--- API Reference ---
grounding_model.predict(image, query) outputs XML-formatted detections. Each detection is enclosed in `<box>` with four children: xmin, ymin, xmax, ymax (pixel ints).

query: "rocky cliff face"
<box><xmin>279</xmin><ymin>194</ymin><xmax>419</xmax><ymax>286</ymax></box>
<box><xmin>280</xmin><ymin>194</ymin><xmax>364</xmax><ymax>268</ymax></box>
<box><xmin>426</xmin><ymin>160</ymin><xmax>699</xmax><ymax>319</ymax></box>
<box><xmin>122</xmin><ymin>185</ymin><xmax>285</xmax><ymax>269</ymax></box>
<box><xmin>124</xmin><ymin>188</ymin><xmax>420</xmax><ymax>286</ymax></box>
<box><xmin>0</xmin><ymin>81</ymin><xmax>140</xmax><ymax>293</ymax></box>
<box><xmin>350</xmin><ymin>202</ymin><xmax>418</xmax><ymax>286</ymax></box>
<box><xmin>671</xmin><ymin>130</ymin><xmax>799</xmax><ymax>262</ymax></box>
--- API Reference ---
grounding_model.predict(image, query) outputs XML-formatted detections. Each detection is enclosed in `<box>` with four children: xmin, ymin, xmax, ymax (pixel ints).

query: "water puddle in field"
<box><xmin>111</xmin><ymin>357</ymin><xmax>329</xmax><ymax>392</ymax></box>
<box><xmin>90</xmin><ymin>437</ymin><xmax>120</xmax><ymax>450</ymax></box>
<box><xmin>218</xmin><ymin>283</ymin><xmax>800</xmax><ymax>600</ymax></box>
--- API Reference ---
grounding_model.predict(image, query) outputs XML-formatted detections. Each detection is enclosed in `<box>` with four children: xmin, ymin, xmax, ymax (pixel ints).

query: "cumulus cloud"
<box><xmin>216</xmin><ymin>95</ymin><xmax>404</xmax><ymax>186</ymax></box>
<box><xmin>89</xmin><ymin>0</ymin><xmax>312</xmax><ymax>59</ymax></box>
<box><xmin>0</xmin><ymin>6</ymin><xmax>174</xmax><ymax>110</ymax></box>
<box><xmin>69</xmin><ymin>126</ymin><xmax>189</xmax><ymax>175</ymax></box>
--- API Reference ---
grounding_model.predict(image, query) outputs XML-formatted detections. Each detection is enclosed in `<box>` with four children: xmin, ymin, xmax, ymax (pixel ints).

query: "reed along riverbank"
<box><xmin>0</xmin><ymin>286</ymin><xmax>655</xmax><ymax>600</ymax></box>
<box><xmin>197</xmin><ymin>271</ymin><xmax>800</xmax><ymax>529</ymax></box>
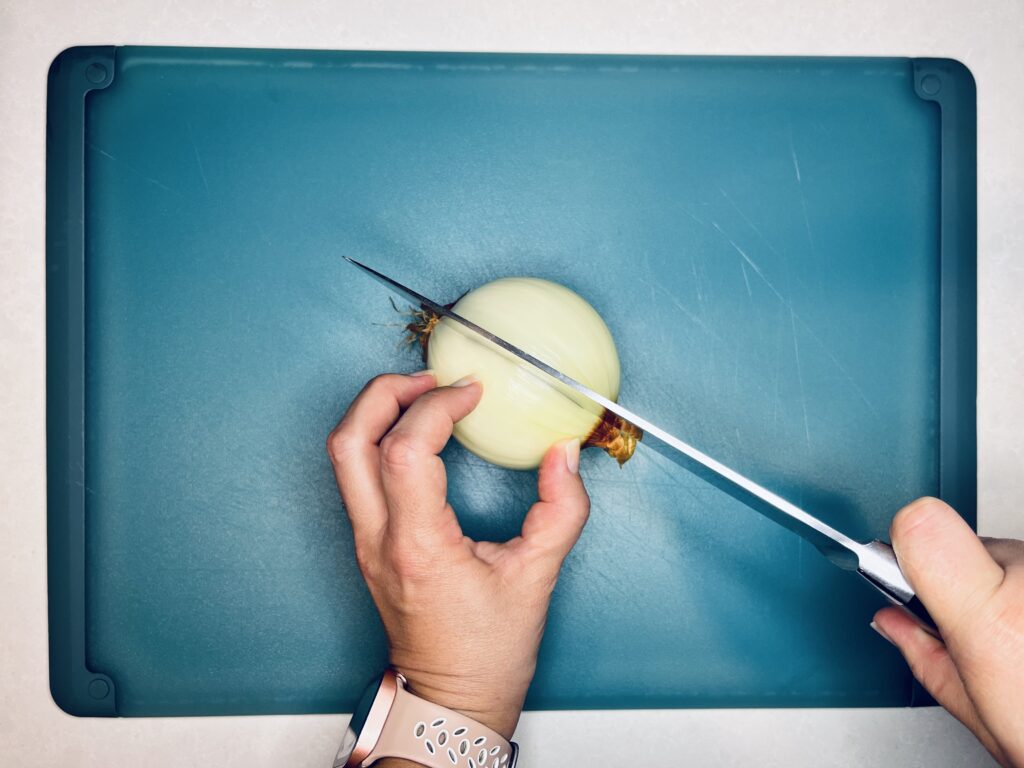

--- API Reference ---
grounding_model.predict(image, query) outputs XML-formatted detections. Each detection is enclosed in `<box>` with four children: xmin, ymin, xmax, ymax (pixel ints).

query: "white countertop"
<box><xmin>1</xmin><ymin>1</ymin><xmax>1021</xmax><ymax>765</ymax></box>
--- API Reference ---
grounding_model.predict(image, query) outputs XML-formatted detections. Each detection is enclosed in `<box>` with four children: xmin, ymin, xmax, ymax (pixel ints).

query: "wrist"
<box><xmin>395</xmin><ymin>667</ymin><xmax>527</xmax><ymax>741</ymax></box>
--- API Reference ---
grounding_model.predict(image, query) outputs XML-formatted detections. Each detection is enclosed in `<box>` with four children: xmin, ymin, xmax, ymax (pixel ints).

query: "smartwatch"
<box><xmin>335</xmin><ymin>668</ymin><xmax>519</xmax><ymax>768</ymax></box>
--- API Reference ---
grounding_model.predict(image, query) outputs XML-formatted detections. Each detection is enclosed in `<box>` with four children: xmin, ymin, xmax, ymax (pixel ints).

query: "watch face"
<box><xmin>334</xmin><ymin>676</ymin><xmax>384</xmax><ymax>767</ymax></box>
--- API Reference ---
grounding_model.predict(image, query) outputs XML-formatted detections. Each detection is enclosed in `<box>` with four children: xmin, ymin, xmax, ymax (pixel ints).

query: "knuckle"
<box><xmin>379</xmin><ymin>433</ymin><xmax>418</xmax><ymax>472</ymax></box>
<box><xmin>905</xmin><ymin>641</ymin><xmax>946</xmax><ymax>689</ymax></box>
<box><xmin>910</xmin><ymin>656</ymin><xmax>949</xmax><ymax>700</ymax></box>
<box><xmin>362</xmin><ymin>373</ymin><xmax>406</xmax><ymax>398</ymax></box>
<box><xmin>326</xmin><ymin>423</ymin><xmax>354</xmax><ymax>462</ymax></box>
<box><xmin>329</xmin><ymin>423</ymin><xmax>354</xmax><ymax>460</ymax></box>
<box><xmin>366</xmin><ymin>373</ymin><xmax>396</xmax><ymax>391</ymax></box>
<box><xmin>387</xmin><ymin>543</ymin><xmax>435</xmax><ymax>582</ymax></box>
<box><xmin>353</xmin><ymin>540</ymin><xmax>378</xmax><ymax>578</ymax></box>
<box><xmin>351</xmin><ymin>373</ymin><xmax>400</xmax><ymax>408</ymax></box>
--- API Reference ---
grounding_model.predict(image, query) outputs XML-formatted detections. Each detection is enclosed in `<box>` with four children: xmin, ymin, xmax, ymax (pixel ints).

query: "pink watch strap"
<box><xmin>365</xmin><ymin>684</ymin><xmax>515</xmax><ymax>768</ymax></box>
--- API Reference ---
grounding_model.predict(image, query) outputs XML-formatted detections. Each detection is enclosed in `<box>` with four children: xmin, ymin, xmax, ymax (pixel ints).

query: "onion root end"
<box><xmin>585</xmin><ymin>411</ymin><xmax>642</xmax><ymax>465</ymax></box>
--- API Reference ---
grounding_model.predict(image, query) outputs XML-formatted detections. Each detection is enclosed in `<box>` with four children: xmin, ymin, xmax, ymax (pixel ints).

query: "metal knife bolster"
<box><xmin>857</xmin><ymin>541</ymin><xmax>914</xmax><ymax>603</ymax></box>
<box><xmin>856</xmin><ymin>540</ymin><xmax>936</xmax><ymax>633</ymax></box>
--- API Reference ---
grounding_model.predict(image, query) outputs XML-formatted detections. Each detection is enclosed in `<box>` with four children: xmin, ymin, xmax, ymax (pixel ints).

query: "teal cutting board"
<box><xmin>47</xmin><ymin>47</ymin><xmax>976</xmax><ymax>716</ymax></box>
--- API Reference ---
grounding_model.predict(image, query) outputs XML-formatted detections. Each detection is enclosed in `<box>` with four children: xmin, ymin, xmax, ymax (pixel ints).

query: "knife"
<box><xmin>344</xmin><ymin>256</ymin><xmax>937</xmax><ymax>635</ymax></box>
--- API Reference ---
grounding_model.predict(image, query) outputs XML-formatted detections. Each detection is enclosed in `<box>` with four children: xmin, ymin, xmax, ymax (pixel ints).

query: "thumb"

● ● ● ● ● ● ●

◆ **Your assignment**:
Above are the records; return them exactly, minus the pictures.

◆ **Response below**:
--- API Reference ---
grounding_model.predict(image, query) outputs XML-formatted detections. Each detection is enclosed in `<box>` with four children: xmin, ymin, xmax, ymax (pixel ints).

query: "rocky cliff face"
<box><xmin>279</xmin><ymin>194</ymin><xmax>419</xmax><ymax>286</ymax></box>
<box><xmin>280</xmin><ymin>194</ymin><xmax>364</xmax><ymax>268</ymax></box>
<box><xmin>426</xmin><ymin>160</ymin><xmax>699</xmax><ymax>319</ymax></box>
<box><xmin>122</xmin><ymin>185</ymin><xmax>285</xmax><ymax>269</ymax></box>
<box><xmin>124</xmin><ymin>188</ymin><xmax>420</xmax><ymax>286</ymax></box>
<box><xmin>0</xmin><ymin>81</ymin><xmax>140</xmax><ymax>293</ymax></box>
<box><xmin>350</xmin><ymin>202</ymin><xmax>418</xmax><ymax>286</ymax></box>
<box><xmin>671</xmin><ymin>130</ymin><xmax>799</xmax><ymax>262</ymax></box>
--- API Reference ---
grounding_model.predict(image, query) outputs XML-formatted detections. Each detection is enclosed in `<box>` with four children: xmin, ymin, xmax, ymax (pixel ints).

query: "water puddle in field"
<box><xmin>111</xmin><ymin>357</ymin><xmax>329</xmax><ymax>392</ymax></box>
<box><xmin>90</xmin><ymin>437</ymin><xmax>120</xmax><ymax>450</ymax></box>
<box><xmin>218</xmin><ymin>283</ymin><xmax>800</xmax><ymax>600</ymax></box>
--- API Reference ---
grounding_model.predict(image, query) outputs XML-formatted detections. Each detection is enclosed in `<box>` with four children: xmin, ymin, xmax, ymax (pixel ints).

query: "cumulus cloud"
<box><xmin>216</xmin><ymin>95</ymin><xmax>404</xmax><ymax>186</ymax></box>
<box><xmin>89</xmin><ymin>0</ymin><xmax>312</xmax><ymax>59</ymax></box>
<box><xmin>0</xmin><ymin>6</ymin><xmax>174</xmax><ymax>110</ymax></box>
<box><xmin>69</xmin><ymin>126</ymin><xmax>189</xmax><ymax>175</ymax></box>
--- API Reference ---
grounding_model.predict(image, query) outputs XML-formatted detections. Each detection is enclosed in `<box>` with four children: xmin, ymin, xmax, ymax (pixel ints).

query: "reed along riverbank"
<box><xmin>0</xmin><ymin>286</ymin><xmax>655</xmax><ymax>600</ymax></box>
<box><xmin>197</xmin><ymin>271</ymin><xmax>800</xmax><ymax>529</ymax></box>

--- API Reference ---
grounding_model.predict(image, query) outputs XML-formatted detections. Each detection is enclosed in `<box>` with four children: xmin, ymin, xmax, ymax (pixel ints).

query: "white countertop"
<box><xmin>1</xmin><ymin>1</ymin><xmax>1021</xmax><ymax>765</ymax></box>
--- API Reference ---
grounding_model.predict(image, query) outputs XML-formatted detections. Each detection is enclosed in `<box>` with four children: xmin, ymin, xmax, ymax (pixel ints).

query: "wrist"
<box><xmin>395</xmin><ymin>667</ymin><xmax>527</xmax><ymax>741</ymax></box>
--- API Reference ---
grounding_model.predict(image, query) outputs XML-formatted detections. Each detection is enclosed in `<box>` with four children: xmin, ymin, xmax, ymax (pixel ints).

query: "smartwatch"
<box><xmin>335</xmin><ymin>668</ymin><xmax>519</xmax><ymax>768</ymax></box>
--- API Reference ---
grounding_model.predict(image, query) outputs XML-formatted detections. Each detection is enclosed in `<box>` with four children: xmin, ymin, xmax, ymax (pixel ints).

query: "watch face"
<box><xmin>334</xmin><ymin>676</ymin><xmax>384</xmax><ymax>767</ymax></box>
--- API Reference ---
grounding_model.predict(image, query) outputs XML-formatted detections. Each detection is enclosed in `<box>` with four children: xmin, ymin, xmax, ymax (pixel ints).

query: "knuckle"
<box><xmin>379</xmin><ymin>433</ymin><xmax>418</xmax><ymax>472</ymax></box>
<box><xmin>905</xmin><ymin>641</ymin><xmax>946</xmax><ymax>689</ymax></box>
<box><xmin>910</xmin><ymin>656</ymin><xmax>949</xmax><ymax>700</ymax></box>
<box><xmin>362</xmin><ymin>373</ymin><xmax>406</xmax><ymax>398</ymax></box>
<box><xmin>326</xmin><ymin>423</ymin><xmax>354</xmax><ymax>462</ymax></box>
<box><xmin>329</xmin><ymin>423</ymin><xmax>354</xmax><ymax>460</ymax></box>
<box><xmin>366</xmin><ymin>373</ymin><xmax>396</xmax><ymax>391</ymax></box>
<box><xmin>387</xmin><ymin>543</ymin><xmax>435</xmax><ymax>582</ymax></box>
<box><xmin>353</xmin><ymin>540</ymin><xmax>378</xmax><ymax>578</ymax></box>
<box><xmin>351</xmin><ymin>373</ymin><xmax>400</xmax><ymax>408</ymax></box>
--- API Reference ---
grounding_model.predict(image, query) outputs XML-formatted detections. Each detection is enclosed in `<box>` with four children: xmin, ymin, xmax, ymax (pixel ints).

query: "pink watch strap"
<box><xmin>365</xmin><ymin>684</ymin><xmax>515</xmax><ymax>768</ymax></box>
--- API Reference ---
grounding_model.predict(image, query) outputs XML-formatted detections. Each detection is enclosed in `<box>` with four children: xmin, ymin, xmax, ymax (pixel ints).

query: "onion root end"
<box><xmin>585</xmin><ymin>411</ymin><xmax>642</xmax><ymax>465</ymax></box>
--- API Reference ---
grounding_model.predict(image, query) outputs XML-formatted detections. Each detection is enclosed in `<box>` with four children: xmin, ymin, xmax, ymax (pixel ints).

query: "metal knife bolster"
<box><xmin>857</xmin><ymin>541</ymin><xmax>914</xmax><ymax>603</ymax></box>
<box><xmin>856</xmin><ymin>540</ymin><xmax>936</xmax><ymax>633</ymax></box>
--- API Reference ---
grounding_model.predict(image, query) outputs XML-formatted detections. Each detection is enclosed in `<box>` with four children: xmin, ymin, xmax, ymax (pixel ints).

query: "teal cutting board"
<box><xmin>47</xmin><ymin>47</ymin><xmax>976</xmax><ymax>716</ymax></box>
--- API Reference ---
grounding_model.predict(image, query) outputs XML-formatted detections. Each detection is enclosed in `<box>` with four children: xmin, ymin, xmax, ymax (pixel ints).

query: "knife"
<box><xmin>344</xmin><ymin>256</ymin><xmax>937</xmax><ymax>635</ymax></box>
--- API Reference ---
grounding_model.predict(image, query) outputs XML-formatted detections. Each detection is enclosed in `<box>` with four children: xmin, ymin, xmax, ymax (pixel ints).

query: "thumb"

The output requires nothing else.